> [WHAT THIS TASK INVOLVES]: List every line of the data below that contains the word "black".

________

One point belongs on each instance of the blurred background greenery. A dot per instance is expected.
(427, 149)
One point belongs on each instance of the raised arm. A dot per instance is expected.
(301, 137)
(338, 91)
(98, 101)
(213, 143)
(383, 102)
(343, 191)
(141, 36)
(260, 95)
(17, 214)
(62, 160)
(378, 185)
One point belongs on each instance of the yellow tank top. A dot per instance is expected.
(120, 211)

________

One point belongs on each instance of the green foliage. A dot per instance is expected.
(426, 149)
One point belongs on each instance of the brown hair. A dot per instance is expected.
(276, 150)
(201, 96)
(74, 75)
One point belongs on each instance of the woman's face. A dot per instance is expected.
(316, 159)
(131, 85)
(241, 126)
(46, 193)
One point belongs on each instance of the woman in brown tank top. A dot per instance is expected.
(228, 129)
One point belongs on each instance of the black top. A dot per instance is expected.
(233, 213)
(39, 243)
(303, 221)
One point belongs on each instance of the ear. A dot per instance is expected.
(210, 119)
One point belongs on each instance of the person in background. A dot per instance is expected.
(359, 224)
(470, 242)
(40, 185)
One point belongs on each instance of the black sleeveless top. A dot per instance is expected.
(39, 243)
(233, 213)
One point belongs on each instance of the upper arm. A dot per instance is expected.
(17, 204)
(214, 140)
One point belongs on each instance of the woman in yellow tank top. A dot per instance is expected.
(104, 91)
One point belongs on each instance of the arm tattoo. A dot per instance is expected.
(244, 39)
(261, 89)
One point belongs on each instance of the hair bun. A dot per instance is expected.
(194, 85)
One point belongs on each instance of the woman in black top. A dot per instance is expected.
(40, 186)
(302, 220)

________

> [ANSWER FOR THE TASK]:
One point belongs on each instance of the black top. A dot per instance is expected.
One point belongs on each instance of the black sleeveless top. A dot per instance is expected.
One point belongs on each instance of the woman in black top. A dot per instance is expected.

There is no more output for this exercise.